>>
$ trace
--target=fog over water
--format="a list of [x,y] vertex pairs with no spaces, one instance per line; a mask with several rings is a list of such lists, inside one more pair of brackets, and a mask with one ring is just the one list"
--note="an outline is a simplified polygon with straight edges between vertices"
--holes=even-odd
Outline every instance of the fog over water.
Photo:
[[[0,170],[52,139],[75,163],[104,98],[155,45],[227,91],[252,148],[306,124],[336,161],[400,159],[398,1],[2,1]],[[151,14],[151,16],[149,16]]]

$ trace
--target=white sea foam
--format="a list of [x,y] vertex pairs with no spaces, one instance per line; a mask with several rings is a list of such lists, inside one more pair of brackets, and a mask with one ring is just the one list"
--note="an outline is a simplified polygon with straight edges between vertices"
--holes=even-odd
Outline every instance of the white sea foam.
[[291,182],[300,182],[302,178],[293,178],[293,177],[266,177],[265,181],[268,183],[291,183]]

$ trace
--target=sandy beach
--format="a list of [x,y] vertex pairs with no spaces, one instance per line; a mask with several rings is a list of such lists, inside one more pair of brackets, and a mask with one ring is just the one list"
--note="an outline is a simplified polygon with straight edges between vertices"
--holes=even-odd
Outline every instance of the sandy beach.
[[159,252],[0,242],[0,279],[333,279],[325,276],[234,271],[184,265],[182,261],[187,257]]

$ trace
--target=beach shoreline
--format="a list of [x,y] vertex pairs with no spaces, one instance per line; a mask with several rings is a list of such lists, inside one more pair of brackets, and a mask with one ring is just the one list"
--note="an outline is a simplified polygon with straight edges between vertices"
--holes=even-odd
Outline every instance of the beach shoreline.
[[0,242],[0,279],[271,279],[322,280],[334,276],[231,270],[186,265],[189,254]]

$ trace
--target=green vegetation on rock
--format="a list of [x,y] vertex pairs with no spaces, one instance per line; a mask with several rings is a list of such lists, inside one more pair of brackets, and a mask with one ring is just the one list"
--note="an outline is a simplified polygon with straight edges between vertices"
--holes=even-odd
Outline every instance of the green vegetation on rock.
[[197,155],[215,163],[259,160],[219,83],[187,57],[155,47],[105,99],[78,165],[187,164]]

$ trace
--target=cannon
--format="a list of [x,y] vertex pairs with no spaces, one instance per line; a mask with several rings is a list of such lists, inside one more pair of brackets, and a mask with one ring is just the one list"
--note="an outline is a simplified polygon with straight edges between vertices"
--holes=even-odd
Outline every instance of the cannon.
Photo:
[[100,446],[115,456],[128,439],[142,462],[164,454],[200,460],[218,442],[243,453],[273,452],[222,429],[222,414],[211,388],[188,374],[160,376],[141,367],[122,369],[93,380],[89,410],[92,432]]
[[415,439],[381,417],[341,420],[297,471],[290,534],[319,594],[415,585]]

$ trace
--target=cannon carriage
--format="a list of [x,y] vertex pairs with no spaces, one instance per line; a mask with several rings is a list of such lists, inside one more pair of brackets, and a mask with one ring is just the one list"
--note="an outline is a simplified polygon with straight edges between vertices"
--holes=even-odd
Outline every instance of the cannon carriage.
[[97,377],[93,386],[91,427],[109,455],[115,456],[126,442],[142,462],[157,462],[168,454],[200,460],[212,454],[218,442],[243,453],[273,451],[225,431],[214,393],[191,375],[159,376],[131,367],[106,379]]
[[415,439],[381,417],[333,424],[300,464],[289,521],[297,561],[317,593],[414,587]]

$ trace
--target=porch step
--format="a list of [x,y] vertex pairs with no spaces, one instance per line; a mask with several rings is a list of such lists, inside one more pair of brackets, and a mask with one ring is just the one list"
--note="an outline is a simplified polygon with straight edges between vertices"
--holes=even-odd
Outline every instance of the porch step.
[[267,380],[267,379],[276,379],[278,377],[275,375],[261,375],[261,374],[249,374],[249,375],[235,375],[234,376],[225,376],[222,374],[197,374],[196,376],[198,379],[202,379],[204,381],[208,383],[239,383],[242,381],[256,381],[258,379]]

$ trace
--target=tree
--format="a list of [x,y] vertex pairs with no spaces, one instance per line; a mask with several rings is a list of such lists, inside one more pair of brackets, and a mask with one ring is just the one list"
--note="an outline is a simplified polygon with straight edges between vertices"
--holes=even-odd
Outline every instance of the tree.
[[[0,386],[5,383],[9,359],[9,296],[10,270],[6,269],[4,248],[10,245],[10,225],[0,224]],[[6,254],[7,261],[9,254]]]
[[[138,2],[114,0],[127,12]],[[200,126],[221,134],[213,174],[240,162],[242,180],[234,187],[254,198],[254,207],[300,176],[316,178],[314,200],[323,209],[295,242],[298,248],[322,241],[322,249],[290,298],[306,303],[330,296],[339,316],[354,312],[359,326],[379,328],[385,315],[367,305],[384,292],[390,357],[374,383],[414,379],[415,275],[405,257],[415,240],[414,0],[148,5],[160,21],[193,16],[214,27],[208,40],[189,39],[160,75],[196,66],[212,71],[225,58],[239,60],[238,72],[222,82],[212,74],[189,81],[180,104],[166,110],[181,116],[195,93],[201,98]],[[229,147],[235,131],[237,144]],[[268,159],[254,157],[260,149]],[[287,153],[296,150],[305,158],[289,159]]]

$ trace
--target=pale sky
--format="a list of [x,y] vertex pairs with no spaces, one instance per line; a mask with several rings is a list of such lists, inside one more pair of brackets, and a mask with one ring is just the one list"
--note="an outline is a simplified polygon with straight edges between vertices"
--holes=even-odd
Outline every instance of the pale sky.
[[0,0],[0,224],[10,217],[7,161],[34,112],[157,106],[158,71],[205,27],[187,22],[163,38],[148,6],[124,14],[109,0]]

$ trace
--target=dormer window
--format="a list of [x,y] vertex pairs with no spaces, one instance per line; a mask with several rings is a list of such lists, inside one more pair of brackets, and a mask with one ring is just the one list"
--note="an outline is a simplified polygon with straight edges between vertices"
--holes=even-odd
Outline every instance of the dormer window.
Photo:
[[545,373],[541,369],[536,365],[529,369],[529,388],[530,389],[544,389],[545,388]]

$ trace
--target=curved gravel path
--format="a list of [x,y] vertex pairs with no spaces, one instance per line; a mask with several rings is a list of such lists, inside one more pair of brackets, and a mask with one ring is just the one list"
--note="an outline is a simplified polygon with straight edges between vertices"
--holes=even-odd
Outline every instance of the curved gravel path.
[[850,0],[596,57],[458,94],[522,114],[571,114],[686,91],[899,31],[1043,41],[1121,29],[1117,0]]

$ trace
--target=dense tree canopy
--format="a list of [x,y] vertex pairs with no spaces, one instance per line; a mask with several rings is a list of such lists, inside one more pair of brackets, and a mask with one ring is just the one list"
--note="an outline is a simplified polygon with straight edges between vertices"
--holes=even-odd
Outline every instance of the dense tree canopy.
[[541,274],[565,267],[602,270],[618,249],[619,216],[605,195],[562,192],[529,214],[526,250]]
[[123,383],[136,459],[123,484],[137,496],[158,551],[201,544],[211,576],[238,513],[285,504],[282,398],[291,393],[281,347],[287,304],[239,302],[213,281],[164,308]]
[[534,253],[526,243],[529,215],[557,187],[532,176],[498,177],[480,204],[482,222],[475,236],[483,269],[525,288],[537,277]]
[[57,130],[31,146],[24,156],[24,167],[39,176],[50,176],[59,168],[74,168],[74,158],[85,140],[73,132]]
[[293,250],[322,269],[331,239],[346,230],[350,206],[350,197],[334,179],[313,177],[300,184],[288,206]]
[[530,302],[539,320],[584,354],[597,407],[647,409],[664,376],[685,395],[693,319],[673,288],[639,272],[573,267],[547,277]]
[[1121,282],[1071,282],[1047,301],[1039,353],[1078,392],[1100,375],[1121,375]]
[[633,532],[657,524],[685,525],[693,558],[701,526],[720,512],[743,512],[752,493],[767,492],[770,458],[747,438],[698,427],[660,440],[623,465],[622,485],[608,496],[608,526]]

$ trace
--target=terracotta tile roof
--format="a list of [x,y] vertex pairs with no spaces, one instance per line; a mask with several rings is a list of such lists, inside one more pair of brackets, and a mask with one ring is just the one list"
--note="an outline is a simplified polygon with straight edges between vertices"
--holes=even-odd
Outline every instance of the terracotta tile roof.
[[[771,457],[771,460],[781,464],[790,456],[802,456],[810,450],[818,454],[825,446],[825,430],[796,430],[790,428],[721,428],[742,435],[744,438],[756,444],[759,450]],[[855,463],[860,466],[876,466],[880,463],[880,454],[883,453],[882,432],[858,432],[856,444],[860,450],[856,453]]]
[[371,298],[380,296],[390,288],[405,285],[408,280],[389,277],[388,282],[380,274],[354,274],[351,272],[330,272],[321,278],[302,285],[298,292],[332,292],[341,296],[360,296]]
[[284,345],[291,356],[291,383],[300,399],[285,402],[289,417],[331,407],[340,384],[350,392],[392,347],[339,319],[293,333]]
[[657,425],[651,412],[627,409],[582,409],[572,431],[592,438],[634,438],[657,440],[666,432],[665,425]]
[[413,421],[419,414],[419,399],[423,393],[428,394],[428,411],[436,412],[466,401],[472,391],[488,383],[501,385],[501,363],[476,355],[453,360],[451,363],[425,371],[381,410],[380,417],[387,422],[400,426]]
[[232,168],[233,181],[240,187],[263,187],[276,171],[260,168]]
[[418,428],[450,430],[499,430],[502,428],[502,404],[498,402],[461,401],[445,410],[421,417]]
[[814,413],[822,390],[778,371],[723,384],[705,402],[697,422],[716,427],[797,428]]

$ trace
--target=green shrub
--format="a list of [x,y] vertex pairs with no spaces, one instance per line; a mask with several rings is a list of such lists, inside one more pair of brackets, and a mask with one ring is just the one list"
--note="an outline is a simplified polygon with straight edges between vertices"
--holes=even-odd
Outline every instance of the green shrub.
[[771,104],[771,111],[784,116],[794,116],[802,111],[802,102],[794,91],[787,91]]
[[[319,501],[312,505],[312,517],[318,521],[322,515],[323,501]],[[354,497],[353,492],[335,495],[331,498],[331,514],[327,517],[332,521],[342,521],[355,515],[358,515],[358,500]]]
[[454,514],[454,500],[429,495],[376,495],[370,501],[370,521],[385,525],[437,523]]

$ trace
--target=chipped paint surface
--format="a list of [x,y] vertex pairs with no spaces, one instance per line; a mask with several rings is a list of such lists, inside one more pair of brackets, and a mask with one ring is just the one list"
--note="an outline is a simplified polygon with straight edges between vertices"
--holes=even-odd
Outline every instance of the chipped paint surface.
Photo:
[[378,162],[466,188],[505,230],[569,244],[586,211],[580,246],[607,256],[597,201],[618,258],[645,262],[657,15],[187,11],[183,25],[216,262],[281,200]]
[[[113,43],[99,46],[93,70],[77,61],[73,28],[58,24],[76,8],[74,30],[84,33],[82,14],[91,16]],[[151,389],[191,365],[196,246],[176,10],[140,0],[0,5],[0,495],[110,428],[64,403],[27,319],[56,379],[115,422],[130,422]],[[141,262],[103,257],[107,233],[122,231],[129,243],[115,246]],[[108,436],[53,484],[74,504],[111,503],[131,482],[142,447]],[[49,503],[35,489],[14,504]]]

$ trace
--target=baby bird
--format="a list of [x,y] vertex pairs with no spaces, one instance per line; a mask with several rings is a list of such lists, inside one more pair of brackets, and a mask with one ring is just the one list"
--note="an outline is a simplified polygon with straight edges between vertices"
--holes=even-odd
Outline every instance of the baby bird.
<<
THE PROBLEM >> Collect every line of the entries that contains the word "pale" and copy each one in full.

WRITTEN RESPONSE >>
--target=pale sky
Outline every instance of the pale sky.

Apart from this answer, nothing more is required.